WHAT THE TASK REQUIRES
Copy the passage below about boxer Pavlo Ishchenko word for word, from "The 25-year-old is" to "the championship here.".

GIVEN PASSAGE
------------------------

Conflict spares none in its vicinity, not even those who trade blows for a living on a daily basis.

Pavlo Ishchenko, a two-time European Championships’ medallist, had spent a good part of his boxing career representing Ukraine before being driven to Israel by the violent 2014 “revolution” which culminated in, what the West calls, Russia’s annexation of Crimea.

Ishchenko, in fact, grew up in Kherson, a city near the disputed peninsula, which remains an international flashpoint.

Representing his adopted homeland at the ongoing 19th World Championships, Ishchenko’s is a fascinating tale, which also includes a brief unbeaten professional stint in the USA.

“I used to play for Ukraine till 2015, I was, in fact, the captain of the team. But after the revolution in 2014, it became hard to live there,” Ishchenko said refusing to elaborate on how hard it might have become for his family to move out.

The 25-year-old is a seasoned international campaigner, having won a lightweight (60kg) gold medal in the 2013 European Championships for Ukraine before claiming a bronze for Israel at the same event earlier this year, ironically on Ukrainian soil.

He has also been a quarterfinalist in the International Boxing Association’s semi-professional World Series of Boxing (WSB).

Ishchenko, along with David Alaverdian (52kg), make for a small two-strong Israeli representation at the mega-event, where the country has never won a medal.

“My father is a jew, he doesn’t look like a jew but he is,” Ishchenko joked pointing to his father Oleg, his formative coach and the man, who is doing his seconding at the championship here.

------------------------

STUDY MATERIAL

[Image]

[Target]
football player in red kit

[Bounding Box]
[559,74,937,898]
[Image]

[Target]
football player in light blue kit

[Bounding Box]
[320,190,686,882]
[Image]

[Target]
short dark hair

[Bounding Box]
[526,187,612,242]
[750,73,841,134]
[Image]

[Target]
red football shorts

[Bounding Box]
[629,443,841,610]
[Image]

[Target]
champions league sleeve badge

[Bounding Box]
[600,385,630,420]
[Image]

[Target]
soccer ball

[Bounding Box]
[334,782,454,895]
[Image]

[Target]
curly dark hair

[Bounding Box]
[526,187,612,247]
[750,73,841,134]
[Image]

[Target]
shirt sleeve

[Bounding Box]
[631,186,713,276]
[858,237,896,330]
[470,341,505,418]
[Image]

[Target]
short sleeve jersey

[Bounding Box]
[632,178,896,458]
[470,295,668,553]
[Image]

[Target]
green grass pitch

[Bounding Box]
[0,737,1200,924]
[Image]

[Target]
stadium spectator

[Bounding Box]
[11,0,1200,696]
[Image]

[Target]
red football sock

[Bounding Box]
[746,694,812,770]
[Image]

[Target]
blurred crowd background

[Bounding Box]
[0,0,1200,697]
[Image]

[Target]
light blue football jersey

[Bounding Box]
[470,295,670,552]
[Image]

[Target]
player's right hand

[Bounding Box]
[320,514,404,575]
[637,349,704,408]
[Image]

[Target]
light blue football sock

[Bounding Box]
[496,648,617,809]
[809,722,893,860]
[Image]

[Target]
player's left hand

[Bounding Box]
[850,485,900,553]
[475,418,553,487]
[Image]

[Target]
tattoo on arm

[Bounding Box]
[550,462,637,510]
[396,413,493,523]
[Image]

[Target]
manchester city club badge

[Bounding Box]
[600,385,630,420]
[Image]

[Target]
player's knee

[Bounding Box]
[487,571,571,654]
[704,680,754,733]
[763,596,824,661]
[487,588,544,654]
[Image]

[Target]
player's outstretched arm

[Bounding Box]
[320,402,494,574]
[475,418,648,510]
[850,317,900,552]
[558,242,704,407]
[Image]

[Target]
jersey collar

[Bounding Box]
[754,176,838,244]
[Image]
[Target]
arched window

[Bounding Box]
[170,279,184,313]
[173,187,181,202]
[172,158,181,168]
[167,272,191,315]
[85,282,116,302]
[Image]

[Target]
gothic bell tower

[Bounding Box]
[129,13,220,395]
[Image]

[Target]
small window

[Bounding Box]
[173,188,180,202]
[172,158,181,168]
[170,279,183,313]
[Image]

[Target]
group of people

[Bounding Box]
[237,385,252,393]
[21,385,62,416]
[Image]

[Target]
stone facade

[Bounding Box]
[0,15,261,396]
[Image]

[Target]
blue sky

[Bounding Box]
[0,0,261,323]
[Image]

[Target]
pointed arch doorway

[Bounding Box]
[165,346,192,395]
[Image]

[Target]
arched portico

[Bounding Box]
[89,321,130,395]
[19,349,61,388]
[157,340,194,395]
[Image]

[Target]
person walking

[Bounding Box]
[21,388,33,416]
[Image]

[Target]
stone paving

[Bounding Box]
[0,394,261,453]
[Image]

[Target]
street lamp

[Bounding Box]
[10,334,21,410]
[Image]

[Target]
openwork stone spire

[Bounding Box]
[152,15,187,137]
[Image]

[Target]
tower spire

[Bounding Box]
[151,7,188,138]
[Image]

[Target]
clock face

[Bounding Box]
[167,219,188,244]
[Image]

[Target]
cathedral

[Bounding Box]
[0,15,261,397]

------------------------

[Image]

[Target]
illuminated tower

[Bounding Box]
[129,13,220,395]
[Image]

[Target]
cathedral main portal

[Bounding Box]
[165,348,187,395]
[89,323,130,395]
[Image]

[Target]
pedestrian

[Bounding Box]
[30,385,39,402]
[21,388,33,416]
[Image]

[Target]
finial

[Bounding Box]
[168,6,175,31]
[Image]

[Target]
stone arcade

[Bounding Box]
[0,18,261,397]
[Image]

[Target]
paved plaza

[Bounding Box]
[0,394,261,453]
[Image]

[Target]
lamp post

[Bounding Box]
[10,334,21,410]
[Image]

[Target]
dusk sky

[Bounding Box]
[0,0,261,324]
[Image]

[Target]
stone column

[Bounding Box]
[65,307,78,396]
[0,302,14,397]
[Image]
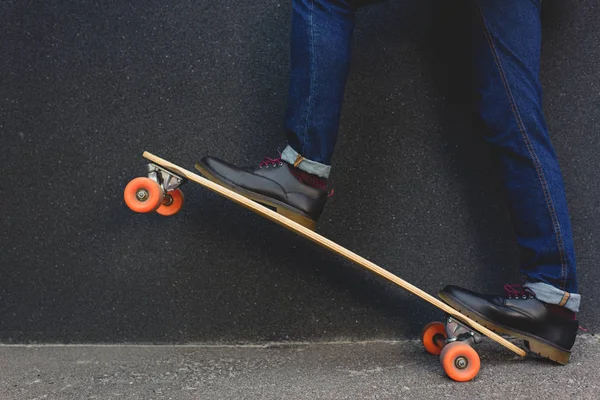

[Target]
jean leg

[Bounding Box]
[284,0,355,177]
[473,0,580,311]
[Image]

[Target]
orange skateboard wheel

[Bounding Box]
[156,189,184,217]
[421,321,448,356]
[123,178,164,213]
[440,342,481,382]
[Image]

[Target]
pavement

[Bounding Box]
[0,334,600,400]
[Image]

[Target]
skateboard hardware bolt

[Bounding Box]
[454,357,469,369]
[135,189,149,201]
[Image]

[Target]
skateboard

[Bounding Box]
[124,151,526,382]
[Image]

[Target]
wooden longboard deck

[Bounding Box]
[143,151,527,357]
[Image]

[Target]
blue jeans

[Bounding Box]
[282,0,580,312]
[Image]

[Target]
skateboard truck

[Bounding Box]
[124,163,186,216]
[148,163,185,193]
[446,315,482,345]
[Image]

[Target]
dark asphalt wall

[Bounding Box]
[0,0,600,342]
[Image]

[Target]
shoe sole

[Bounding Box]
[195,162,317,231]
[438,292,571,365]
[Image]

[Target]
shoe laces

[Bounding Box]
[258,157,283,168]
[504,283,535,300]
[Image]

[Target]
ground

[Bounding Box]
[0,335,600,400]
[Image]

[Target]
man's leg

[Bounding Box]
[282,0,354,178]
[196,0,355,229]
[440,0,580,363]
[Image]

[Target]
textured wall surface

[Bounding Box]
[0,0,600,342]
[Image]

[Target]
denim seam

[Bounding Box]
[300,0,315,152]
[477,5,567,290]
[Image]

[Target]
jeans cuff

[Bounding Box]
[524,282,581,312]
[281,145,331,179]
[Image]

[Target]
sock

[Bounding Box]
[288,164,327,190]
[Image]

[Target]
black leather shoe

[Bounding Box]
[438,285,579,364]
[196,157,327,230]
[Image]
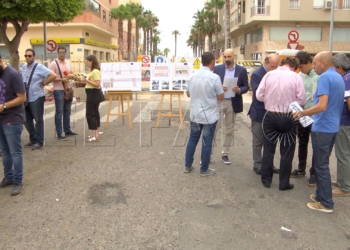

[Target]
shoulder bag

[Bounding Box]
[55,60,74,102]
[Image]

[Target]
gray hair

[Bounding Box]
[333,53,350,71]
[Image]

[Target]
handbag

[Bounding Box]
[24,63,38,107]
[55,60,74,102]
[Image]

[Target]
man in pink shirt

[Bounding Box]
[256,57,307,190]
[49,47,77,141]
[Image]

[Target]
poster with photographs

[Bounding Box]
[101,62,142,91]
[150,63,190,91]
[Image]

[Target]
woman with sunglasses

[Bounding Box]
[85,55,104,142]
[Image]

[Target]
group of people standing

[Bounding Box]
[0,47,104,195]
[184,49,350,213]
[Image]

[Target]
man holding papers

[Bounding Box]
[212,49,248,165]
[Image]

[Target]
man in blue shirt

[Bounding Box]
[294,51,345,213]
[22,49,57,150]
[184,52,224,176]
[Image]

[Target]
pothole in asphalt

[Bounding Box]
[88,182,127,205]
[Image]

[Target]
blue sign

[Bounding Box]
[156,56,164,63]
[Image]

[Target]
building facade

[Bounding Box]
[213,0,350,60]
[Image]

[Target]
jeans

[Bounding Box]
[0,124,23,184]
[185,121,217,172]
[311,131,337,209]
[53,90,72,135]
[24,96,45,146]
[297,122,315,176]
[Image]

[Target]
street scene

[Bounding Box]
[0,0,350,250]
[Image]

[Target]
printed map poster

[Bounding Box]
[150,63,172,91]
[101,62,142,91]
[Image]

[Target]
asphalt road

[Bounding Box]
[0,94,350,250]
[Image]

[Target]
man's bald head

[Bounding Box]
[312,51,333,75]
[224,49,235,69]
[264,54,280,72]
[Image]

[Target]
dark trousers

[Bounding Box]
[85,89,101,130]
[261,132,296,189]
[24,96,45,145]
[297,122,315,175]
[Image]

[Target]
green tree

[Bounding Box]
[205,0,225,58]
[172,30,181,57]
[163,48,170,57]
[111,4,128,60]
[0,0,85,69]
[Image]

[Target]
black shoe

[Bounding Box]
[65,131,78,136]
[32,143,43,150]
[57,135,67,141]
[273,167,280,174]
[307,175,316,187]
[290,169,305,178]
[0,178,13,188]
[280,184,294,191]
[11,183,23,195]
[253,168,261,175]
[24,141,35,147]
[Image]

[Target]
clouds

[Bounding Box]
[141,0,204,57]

------------------------

TASK RESPONSE
The 25-year-old is a seasoned international campaigner, having won a lightweight (60kg) gold medal in the 2013 European Championships for Ukraine before claiming a bronze for Israel at the same event earlier this year, ironically on Ukrainian soil.

He has also been a quarterfinalist in the International Boxing Association’s semi-professional World Series of Boxing (WSB).

Ishchenko, along with David Alaverdian (52kg), make for a small two-strong Israeli representation at the mega-event, where the country has never won a medal.

“My father is a jew, he doesn’t look like a jew but he is,” Ishchenko joked pointing to his father Oleg, his formative coach and the man, who is doing his seconding at the championship here.